:: Task objective ::
Format every line of the items below as a JSON list of strings, one string per line, leaving out blank lines.

:: Rows ::

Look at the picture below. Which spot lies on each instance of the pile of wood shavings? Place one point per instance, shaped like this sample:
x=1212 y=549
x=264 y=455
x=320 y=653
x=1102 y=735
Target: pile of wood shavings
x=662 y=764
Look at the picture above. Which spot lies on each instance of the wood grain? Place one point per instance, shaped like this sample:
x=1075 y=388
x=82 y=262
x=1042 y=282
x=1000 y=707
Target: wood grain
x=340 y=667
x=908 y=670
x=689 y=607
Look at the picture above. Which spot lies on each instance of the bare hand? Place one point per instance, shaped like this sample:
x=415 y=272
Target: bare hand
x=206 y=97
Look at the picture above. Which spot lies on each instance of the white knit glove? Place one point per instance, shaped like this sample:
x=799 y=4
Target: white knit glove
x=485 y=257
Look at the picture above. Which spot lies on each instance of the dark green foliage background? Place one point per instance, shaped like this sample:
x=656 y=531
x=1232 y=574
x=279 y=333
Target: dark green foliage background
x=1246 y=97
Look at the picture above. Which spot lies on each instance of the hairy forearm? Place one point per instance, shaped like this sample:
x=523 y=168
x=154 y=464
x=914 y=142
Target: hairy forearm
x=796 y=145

:: Written reply ::
[
  "Look at the picture below. Which spot lies on each instance of the pile of wood shavings? Place one point per instance, shaped like this sample:",
  "x=1212 y=549",
  "x=264 y=455",
  "x=320 y=653",
  "x=1102 y=735",
  "Target: pile of wood shavings",
  "x=662 y=764",
  "Look at the picture above. Which spot lies on each instance of the wood grain? Place one point per instance, shaped like this sample:",
  "x=1075 y=388",
  "x=82 y=262",
  "x=1042 y=282",
  "x=1000 y=707",
  "Target: wood grain",
  "x=340 y=667",
  "x=908 y=670",
  "x=689 y=607",
  "Look at the picture above. Which spot lies on each instance of the bare hand? Place one point per instance, shaped like this sample:",
  "x=415 y=272",
  "Target: bare hand",
  "x=206 y=97",
  "Look at the picture above. Which spot lies on each instance of the white knit glove? Place one point per instance, shaped like this sample:",
  "x=799 y=4",
  "Target: white knit glove",
  "x=485 y=257",
  "Look at the picture above. Which spot lies on each instance of the dark green foliage background? Place one point per instance, shaped like this sample:",
  "x=656 y=531",
  "x=1232 y=574",
  "x=279 y=333",
  "Target: dark green foliage background",
  "x=1246 y=97",
  "Look at the picture above. Which spot lies on each instance of the hairy forearm? Place one point per instance, shaped like this sample:",
  "x=523 y=168",
  "x=154 y=464",
  "x=914 y=142",
  "Target: hairy forearm",
  "x=796 y=145"
]